When the procession nears the synagogue, yeshiva, or other destination, the other Torah scrolls that are already housed in the ark of the sanctuary are removed and carried outside to "welcome" the new scroll; then all the scrolls are carried inside together.

Inside the sanctuary, public prayers are recited in the style of Simchat Torah, beginning with the prayer Atah hareisa (You have been shown). Then the men and boys in attendance dance seven hakafot (circuits) around the reader's table while holding all the Torah scrolls, similar to the synagogue celebrations on Simchat Torah. Following this, the Torah scrolls that already belong to the sanctuary are returned to the ark and the new Torah scroll is placed on the reader's table. The donor of the scroll says the blessing of Shehecheyanu, both on the new scroll and on the new clothing that he wears in honor of the occasion. A Torah reader reads the final chapter of the Book of Deuteronomy from the new scroll. The scroll is then placed in the ark amid more singing and dancing. The cantor then recites with the traditional tune sung on Rosh Hashana and Yom Kippur, followed by the recital of additional verses, Aleinu, and the Mourner's Kaddish.

Everyone in attendance then sits down to a seudat mitzvah (festive meal) at which the Rav of the congregation and other Torah scholars discourse on subjects pertaining to the importance of the Torah, such as valuing Torah study, supporting Torah scholars and institutions, and living a Torah lifestyle.

Instructions for the task:
According to the page excerpt about welcoming a new Torah scroll, which part of the Torah does the reader read from the new scroll?

Study material:
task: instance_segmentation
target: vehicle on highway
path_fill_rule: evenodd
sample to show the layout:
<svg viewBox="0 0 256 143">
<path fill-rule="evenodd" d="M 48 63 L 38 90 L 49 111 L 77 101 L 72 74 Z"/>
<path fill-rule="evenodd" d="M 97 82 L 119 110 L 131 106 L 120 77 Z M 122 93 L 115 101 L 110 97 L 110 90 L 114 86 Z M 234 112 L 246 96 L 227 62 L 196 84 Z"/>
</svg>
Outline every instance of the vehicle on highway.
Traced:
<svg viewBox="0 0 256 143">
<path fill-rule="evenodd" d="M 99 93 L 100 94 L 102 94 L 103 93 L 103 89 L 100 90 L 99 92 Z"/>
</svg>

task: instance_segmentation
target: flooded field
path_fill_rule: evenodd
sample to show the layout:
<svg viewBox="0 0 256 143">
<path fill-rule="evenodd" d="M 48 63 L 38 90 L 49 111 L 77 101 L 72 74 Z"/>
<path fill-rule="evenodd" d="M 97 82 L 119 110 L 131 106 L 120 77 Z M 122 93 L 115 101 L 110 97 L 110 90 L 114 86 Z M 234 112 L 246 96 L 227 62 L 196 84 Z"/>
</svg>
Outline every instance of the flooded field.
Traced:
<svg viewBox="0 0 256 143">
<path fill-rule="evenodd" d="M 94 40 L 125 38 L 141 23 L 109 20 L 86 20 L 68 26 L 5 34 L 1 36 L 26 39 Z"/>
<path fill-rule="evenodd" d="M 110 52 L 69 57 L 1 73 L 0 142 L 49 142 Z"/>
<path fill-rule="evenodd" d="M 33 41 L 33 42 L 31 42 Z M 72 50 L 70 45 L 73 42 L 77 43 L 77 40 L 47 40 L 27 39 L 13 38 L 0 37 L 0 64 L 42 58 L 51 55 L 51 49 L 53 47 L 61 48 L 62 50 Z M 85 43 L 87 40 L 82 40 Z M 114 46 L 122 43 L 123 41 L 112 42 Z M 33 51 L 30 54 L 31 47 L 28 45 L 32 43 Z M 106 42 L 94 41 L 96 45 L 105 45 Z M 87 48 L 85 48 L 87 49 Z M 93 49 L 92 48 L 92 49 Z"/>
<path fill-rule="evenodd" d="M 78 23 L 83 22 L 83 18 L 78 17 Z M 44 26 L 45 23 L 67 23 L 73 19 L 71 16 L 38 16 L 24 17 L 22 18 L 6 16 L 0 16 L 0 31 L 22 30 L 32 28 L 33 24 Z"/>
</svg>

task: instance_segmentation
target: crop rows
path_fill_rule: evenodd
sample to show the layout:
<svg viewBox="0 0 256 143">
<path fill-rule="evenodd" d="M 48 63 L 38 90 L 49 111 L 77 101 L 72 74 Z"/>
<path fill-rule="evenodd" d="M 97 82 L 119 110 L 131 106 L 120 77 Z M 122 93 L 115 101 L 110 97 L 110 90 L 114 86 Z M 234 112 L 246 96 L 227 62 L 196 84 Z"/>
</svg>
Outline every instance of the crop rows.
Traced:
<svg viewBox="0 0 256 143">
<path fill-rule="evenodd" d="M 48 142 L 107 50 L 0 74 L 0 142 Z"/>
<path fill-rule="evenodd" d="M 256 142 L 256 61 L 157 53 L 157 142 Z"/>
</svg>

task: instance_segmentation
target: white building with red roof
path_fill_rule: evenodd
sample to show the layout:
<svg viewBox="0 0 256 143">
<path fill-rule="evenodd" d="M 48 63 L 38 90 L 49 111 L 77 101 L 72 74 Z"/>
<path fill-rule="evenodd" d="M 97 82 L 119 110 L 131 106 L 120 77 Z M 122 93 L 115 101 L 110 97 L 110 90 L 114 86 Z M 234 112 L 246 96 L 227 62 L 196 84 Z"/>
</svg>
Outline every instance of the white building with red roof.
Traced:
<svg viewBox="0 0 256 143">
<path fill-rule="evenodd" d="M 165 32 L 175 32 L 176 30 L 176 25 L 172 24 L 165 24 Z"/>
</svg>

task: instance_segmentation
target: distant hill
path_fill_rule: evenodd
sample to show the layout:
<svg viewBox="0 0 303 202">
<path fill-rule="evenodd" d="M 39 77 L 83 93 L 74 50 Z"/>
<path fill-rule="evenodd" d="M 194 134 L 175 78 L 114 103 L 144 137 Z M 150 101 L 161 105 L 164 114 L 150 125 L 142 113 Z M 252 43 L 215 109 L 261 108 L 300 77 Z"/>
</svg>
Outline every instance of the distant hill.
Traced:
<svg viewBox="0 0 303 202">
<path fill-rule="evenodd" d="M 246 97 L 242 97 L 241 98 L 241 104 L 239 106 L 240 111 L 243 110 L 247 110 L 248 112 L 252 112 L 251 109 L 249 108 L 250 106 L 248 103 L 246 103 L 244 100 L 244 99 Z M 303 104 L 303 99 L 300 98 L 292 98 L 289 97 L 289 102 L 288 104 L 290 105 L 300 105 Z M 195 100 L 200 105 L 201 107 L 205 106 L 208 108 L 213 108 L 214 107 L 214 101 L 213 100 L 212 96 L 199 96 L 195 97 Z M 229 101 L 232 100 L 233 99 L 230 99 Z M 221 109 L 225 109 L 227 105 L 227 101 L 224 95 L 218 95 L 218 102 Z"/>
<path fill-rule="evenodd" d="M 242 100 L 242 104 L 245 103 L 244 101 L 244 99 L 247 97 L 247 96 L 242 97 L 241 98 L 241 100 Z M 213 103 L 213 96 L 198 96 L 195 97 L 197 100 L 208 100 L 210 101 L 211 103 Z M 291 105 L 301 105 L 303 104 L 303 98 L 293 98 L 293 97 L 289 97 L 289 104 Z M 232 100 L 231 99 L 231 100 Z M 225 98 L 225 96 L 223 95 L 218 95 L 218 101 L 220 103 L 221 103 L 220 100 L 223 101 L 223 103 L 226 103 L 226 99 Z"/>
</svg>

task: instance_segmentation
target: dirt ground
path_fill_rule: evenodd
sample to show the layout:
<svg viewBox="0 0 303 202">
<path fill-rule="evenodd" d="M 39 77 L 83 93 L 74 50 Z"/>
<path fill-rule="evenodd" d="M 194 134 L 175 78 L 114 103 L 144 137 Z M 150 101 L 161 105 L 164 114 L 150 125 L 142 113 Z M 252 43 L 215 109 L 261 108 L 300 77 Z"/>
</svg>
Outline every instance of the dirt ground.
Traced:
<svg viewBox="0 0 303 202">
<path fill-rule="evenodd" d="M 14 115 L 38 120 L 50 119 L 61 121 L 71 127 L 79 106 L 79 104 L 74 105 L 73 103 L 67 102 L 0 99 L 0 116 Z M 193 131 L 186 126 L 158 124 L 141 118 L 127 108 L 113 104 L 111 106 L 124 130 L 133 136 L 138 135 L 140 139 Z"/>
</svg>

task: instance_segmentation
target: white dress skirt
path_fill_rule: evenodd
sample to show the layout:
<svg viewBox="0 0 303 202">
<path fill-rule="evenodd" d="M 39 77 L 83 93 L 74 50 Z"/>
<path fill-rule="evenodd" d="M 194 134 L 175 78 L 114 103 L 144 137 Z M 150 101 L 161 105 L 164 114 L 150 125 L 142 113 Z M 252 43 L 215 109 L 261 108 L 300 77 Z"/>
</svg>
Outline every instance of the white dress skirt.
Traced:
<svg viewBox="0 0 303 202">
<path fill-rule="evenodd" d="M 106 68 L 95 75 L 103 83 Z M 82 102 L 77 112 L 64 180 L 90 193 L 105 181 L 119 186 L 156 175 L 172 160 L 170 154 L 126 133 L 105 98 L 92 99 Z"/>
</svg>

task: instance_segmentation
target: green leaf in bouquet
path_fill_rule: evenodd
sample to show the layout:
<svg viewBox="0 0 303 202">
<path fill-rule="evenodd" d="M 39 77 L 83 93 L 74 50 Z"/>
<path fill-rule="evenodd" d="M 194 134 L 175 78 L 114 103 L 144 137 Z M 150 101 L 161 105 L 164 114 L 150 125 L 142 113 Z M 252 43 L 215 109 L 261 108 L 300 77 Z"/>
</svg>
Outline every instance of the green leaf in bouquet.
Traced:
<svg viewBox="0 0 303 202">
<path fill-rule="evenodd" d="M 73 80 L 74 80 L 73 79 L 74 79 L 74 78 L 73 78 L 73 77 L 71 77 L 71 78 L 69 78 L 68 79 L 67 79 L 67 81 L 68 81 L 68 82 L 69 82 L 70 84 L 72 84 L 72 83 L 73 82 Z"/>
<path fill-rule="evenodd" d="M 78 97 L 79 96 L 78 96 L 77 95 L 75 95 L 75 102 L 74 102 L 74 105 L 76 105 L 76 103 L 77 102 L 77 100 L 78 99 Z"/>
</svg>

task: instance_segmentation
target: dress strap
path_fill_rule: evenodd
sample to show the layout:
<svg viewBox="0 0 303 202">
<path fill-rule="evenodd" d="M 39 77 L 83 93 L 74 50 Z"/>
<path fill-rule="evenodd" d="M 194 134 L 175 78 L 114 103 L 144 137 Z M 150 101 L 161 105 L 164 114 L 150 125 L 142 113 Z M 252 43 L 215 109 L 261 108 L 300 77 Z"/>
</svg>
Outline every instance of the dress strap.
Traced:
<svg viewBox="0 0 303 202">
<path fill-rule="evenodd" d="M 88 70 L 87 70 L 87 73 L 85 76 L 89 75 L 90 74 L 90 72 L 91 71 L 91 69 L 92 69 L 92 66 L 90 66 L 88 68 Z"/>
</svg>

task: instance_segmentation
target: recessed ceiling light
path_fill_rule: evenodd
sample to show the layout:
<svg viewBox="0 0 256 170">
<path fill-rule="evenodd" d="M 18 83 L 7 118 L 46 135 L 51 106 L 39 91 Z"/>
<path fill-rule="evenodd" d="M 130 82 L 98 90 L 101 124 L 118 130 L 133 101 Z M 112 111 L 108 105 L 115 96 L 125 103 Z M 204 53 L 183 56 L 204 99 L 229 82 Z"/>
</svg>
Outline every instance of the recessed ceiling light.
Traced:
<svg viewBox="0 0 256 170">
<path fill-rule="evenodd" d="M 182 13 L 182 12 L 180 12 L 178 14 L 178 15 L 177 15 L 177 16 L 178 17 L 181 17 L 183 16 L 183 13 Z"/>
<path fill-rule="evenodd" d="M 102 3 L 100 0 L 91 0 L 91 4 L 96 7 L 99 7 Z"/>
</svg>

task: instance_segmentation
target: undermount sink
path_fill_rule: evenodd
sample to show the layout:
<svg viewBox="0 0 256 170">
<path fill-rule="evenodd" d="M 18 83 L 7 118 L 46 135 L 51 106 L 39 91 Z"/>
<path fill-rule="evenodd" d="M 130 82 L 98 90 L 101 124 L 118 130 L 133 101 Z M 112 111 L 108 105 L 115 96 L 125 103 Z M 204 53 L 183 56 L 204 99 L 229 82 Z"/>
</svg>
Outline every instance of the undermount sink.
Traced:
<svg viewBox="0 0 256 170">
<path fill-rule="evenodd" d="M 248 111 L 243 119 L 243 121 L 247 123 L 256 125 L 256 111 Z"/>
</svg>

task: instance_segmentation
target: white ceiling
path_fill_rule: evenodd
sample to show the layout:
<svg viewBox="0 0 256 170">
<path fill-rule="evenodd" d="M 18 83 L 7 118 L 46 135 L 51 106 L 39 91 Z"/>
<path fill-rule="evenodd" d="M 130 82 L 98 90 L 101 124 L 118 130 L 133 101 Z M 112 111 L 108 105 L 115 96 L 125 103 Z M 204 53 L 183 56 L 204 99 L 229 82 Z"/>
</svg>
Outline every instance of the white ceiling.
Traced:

Task result:
The final chapter of the Book of Deuteronomy.